▼▼▼
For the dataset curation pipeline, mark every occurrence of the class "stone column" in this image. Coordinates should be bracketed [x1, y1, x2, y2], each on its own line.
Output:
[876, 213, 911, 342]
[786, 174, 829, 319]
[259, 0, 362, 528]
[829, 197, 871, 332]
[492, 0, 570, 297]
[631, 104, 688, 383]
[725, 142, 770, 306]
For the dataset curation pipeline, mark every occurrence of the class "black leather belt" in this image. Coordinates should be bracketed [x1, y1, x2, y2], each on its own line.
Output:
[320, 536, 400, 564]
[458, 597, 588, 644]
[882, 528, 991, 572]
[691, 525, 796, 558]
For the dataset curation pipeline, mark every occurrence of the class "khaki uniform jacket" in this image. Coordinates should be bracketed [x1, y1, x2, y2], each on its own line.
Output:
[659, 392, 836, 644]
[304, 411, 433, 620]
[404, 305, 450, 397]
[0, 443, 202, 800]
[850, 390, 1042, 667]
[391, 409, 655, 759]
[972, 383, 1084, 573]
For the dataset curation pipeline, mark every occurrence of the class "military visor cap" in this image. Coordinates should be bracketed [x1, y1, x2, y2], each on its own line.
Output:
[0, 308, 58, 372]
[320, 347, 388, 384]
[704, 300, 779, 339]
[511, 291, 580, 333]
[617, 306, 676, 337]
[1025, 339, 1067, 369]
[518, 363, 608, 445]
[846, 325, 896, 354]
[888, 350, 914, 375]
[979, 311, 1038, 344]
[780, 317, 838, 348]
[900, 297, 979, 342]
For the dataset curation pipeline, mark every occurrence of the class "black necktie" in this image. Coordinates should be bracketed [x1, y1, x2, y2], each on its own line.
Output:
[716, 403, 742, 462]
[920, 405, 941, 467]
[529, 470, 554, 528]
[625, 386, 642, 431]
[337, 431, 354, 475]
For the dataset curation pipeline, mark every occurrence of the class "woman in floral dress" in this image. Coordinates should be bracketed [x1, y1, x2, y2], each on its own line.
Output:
▲▲▲
▸ PROBLEM STATEMENT
Render the records above as a Markdown table with the columns Row and Line, putting one line in each row with its number and omitting blank lines.

▸ TASK RESULT
| Row | Line |
|---|---|
| 1 | For the dataset curation pipeline, mark every occurrence of the class "stone column" in this image. Coordinates should be bracketed [x1, y1, x2, y2], each on its own line. |
| 2 | Output: |
| 3 | [876, 213, 911, 342] |
| 4 | [786, 174, 829, 319] |
| 5 | [259, 0, 362, 528] |
| 6 | [829, 197, 871, 332] |
| 7 | [492, 0, 570, 297] |
| 8 | [631, 104, 688, 383] |
| 9 | [725, 142, 770, 306] |
| 10 | For the dataset curation pipeline, mark every occurrence of the class "black leather belt" in this image. Coordinates should be bracketed [x1, y1, x2, y2], each on its own line. |
| 11 | Output: |
| 12 | [320, 536, 400, 564] |
| 13 | [458, 597, 588, 644] |
| 14 | [882, 528, 991, 572] |
| 15 | [691, 525, 796, 558] |
| 16 | For the dataset curation pipeline, mark every occurrence of the class "khaki uniform jacket" in this image. Coordinates should be bracketed [x1, y1, x2, y2], each on its own line. |
| 17 | Output: |
| 18 | [659, 392, 836, 644] |
| 19 | [304, 411, 433, 620] |
| 20 | [404, 305, 450, 397] |
| 21 | [0, 443, 202, 800] |
| 22 | [850, 390, 1042, 667] |
| 23 | [391, 409, 655, 759] |
| 24 | [972, 383, 1084, 573] |
| 25 | For the dataset curation pipeline, mark every occurrence of the class "military visor cap" in this image. Coordinates should be bracketed [x1, y1, x2, y2], each on its own line. |
| 26 | Output: |
| 27 | [0, 308, 58, 372] |
| 28 | [320, 347, 388, 384] |
| 29 | [704, 300, 779, 339] |
| 30 | [511, 291, 580, 333] |
| 31 | [617, 306, 676, 337] |
| 32 | [1025, 339, 1067, 369] |
| 33 | [518, 363, 608, 445] |
| 34 | [846, 325, 896, 354] |
| 35 | [888, 350, 914, 375] |
| 36 | [979, 311, 1038, 344] |
| 37 | [780, 317, 838, 348] |
| 38 | [900, 297, 979, 342] |
| 39 | For the dataset curation pipeline, mark every occurrence of the class "black necktie" in this image. Coordinates should be bracketed [x1, y1, x2, y2], each on its own line. |
| 40 | Output: |
| 41 | [716, 403, 742, 462] |
| 42 | [920, 405, 941, 467] |
| 43 | [529, 470, 554, 528] |
| 44 | [625, 386, 642, 431] |
| 45 | [337, 431, 354, 475] |
| 46 | For the dataset curation pipeline, mark every occurrence of the class "woman in floral dress" in this image. Coordinates should be bracketed [x1, y1, x2, y2], each on its own line. |
| 47 | Output: |